_Required work_
Every line of the material below that holds the string "with" should be copied.

_Data for the task_
+ + + + +
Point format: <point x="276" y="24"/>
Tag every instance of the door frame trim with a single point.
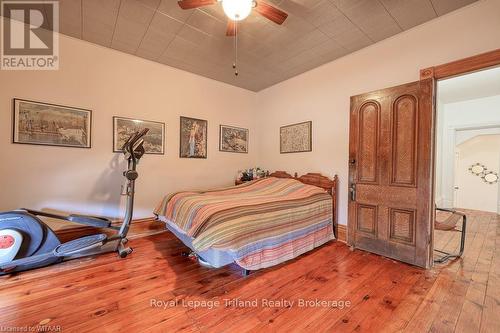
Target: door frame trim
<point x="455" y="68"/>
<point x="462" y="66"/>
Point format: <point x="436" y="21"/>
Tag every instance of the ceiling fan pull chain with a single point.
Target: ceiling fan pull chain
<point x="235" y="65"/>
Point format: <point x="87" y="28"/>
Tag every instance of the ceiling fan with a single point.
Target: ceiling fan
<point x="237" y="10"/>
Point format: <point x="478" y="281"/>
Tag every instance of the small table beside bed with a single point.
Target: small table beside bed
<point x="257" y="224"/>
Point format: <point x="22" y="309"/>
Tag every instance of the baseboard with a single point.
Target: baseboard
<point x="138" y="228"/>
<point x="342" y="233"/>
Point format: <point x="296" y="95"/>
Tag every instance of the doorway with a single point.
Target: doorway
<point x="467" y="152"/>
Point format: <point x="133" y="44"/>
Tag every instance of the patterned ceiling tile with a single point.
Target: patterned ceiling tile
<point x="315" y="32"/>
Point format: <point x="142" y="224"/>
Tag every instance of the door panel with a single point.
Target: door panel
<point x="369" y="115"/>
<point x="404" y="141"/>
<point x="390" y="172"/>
+ + + + +
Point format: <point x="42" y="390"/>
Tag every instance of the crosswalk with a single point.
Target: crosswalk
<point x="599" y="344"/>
+ + + + +
_Written solution_
Tag every instance of the door frame trim with a single point.
Tag every instance of the ceiling fan pull chain with a single point.
Tag every instance of the ceiling fan with a single point.
Tag every instance of the small table beside bed with a single point.
Tag every instance of the baseboard with a single point.
Tag every instance of the doorway with a single point.
Tag every instance of the patterned ceiling tile with a single point.
Tag every instance of the door panel with a single point.
Tag every instance of the crosswalk with a single point.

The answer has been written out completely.